Brief: The lines needed are those below that contain the word "dark"; copy each one.

Information:
• • •

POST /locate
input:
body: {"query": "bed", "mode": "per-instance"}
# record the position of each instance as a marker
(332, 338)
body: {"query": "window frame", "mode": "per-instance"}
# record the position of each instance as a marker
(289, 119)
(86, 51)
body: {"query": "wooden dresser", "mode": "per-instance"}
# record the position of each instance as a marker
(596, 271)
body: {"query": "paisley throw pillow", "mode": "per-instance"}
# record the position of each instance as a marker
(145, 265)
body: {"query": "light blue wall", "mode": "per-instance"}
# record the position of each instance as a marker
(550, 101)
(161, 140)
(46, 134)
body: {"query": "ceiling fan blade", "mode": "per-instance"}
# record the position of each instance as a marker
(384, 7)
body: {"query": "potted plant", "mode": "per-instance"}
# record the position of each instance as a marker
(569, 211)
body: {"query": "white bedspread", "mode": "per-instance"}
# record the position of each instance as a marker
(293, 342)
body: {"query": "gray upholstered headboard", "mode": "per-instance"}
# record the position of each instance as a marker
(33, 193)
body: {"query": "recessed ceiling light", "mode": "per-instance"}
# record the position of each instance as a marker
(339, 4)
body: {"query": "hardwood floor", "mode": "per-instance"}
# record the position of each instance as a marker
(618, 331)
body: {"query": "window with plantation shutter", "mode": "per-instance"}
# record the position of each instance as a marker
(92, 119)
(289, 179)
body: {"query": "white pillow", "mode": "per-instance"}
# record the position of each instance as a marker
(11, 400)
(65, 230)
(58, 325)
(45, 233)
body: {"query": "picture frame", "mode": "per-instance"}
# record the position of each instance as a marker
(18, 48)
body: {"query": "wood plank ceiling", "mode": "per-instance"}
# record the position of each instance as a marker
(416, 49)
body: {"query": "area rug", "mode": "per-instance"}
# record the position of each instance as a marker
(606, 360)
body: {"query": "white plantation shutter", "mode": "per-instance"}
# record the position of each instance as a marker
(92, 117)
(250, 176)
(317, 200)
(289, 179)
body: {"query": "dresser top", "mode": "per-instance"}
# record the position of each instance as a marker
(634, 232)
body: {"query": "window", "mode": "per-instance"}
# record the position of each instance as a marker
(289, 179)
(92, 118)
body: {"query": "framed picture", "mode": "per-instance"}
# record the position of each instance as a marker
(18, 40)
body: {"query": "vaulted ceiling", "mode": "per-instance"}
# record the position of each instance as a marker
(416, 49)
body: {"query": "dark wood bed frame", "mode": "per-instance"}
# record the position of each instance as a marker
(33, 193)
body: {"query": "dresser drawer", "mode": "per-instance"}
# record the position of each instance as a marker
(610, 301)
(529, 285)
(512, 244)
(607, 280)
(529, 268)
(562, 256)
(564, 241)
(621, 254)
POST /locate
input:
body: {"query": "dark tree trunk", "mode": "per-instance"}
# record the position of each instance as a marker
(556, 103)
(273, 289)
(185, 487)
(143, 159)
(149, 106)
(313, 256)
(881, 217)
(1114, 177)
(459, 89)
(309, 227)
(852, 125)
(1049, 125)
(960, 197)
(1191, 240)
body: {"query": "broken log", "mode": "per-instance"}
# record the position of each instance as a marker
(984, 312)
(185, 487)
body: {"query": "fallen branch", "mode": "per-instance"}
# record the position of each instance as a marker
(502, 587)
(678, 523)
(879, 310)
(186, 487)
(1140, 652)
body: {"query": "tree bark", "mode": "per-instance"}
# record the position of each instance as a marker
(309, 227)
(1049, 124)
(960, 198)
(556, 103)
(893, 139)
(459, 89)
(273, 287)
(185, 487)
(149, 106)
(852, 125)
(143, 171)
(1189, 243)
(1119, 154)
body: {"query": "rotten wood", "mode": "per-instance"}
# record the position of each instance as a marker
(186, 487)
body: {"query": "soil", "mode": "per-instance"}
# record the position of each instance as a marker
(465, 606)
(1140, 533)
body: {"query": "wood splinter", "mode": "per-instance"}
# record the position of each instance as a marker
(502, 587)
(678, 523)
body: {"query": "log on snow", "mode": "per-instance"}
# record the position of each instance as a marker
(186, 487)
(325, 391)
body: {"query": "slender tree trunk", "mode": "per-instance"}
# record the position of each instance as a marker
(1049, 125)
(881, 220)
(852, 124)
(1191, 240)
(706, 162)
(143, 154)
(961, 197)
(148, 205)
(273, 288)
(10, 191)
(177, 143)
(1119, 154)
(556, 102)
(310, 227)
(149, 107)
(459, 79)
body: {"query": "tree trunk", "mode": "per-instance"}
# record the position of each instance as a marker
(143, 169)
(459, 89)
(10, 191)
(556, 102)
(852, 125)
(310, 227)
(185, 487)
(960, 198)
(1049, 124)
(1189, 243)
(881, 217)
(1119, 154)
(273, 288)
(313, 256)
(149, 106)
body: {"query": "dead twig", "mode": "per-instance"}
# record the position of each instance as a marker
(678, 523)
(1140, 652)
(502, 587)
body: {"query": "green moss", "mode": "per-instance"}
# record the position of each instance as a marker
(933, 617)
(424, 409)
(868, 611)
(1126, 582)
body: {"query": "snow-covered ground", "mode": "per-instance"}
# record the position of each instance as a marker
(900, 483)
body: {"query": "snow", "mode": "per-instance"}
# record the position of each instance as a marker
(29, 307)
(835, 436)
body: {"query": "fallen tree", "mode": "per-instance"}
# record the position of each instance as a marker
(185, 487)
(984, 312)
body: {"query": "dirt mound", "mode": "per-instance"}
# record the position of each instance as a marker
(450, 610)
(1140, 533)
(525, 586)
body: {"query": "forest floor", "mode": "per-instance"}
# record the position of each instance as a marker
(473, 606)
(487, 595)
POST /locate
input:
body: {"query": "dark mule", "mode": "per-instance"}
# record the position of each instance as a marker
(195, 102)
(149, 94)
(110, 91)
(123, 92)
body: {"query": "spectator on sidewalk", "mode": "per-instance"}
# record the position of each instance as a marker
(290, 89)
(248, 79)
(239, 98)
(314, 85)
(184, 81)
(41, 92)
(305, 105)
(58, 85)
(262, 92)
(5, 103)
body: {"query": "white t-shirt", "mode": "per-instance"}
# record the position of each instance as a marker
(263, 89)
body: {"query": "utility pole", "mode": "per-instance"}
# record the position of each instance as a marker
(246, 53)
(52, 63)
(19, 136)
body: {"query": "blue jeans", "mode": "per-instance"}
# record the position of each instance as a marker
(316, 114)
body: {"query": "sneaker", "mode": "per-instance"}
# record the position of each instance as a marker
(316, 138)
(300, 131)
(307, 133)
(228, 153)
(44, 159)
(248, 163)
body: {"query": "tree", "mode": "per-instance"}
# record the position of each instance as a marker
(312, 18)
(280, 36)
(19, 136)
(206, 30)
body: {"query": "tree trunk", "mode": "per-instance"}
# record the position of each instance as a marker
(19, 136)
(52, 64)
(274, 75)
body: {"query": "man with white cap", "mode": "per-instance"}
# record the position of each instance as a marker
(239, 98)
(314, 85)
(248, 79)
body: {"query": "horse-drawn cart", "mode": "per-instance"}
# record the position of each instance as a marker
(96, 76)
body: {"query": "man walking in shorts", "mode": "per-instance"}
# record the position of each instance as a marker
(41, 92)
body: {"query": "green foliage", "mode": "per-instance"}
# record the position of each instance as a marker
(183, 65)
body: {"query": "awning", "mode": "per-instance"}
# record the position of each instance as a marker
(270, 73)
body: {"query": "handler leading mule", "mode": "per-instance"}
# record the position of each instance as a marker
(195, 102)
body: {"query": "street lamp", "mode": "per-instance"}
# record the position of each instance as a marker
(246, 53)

• • •

Exercise response:
body: {"query": "dark wood bed frame", "mode": "per-instance"}
body: {"query": "dark tree trunk", "mode": "per-instance"}
body: {"query": "dark mule", "mode": "per-instance"}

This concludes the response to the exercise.